◆ EXTRACTED RECORDS
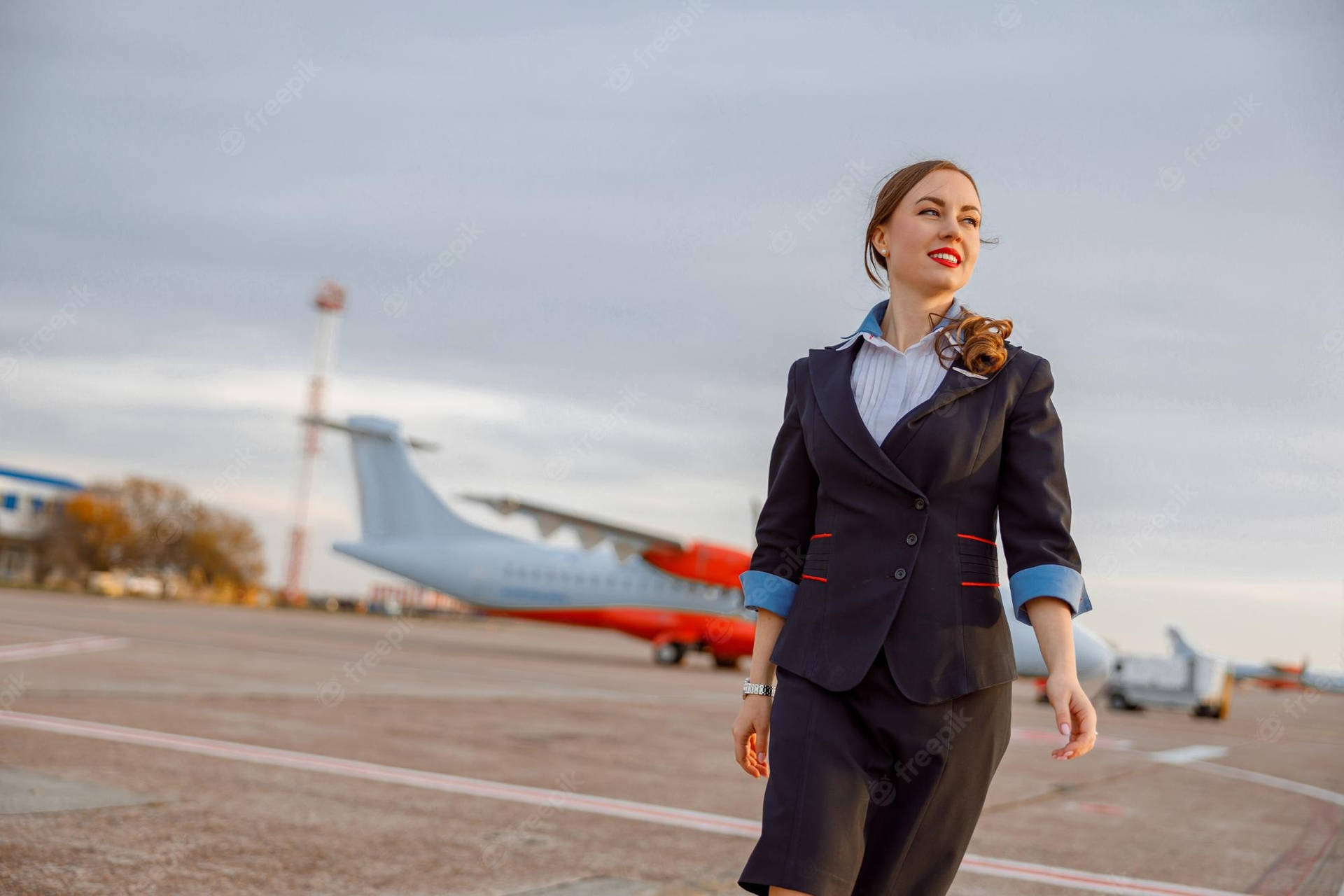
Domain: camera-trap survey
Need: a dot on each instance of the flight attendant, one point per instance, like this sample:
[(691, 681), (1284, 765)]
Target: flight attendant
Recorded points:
[(875, 575)]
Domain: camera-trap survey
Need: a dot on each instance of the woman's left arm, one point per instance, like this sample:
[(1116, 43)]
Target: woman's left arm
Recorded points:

◆ WRITTEN PROBLEM
Rescale the data above by reproducing every line, requests included, but multiply each recorded point coordinate by 1.6 and round it to a whole number, with halves rounding up. Leave the sample coordinates in the requests unchanged, and omit the pictures.

◆ SOLUTION FOR THIS EXERCISE
Domain: camera-trap survey
Need: a dot on each instance of the flight attendant, one point per instance, like this sample:
[(691, 681), (1284, 765)]
Target: flight attendant
Recorded points:
[(1400, 920)]
Domain: camera-trap survey
Need: a dot on each instance of the woman's left arm, one point per instance, like this sample:
[(1116, 43)]
Target: woman's left arm
Recorded points:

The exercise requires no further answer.